• Task description:
Pull out every line of the items below that contains the word "point", matching case exactly.

• Supplied records:
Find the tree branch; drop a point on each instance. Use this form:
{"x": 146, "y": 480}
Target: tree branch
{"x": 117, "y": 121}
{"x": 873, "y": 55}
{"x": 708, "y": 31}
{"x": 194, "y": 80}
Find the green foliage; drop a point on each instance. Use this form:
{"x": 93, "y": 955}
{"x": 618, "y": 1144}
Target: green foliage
---
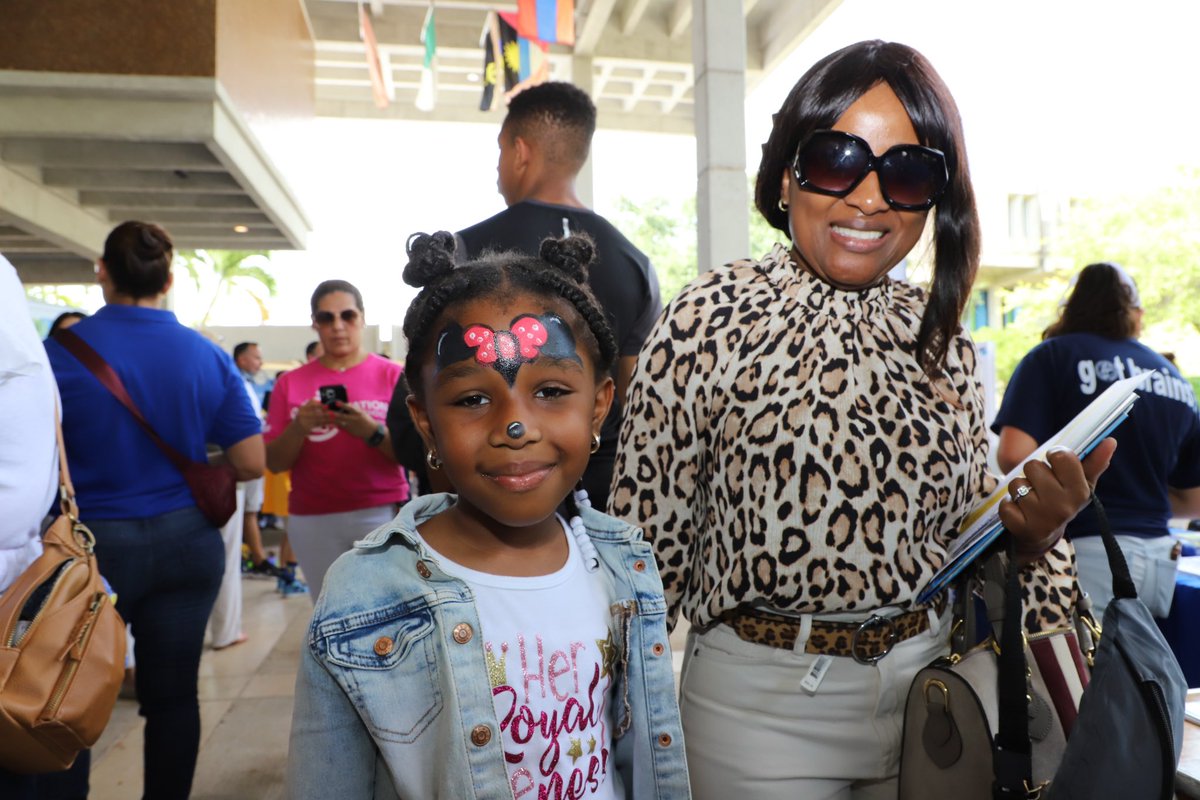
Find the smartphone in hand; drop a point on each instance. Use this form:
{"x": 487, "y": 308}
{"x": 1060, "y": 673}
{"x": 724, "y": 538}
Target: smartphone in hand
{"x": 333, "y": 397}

• Exercise response:
Find the tree branch; drop a point on each instance. Use this form:
Find the green foliage; drop a point on each instance. Use this form:
Find the smartphone in hand; drop a point on each instance. Use this form:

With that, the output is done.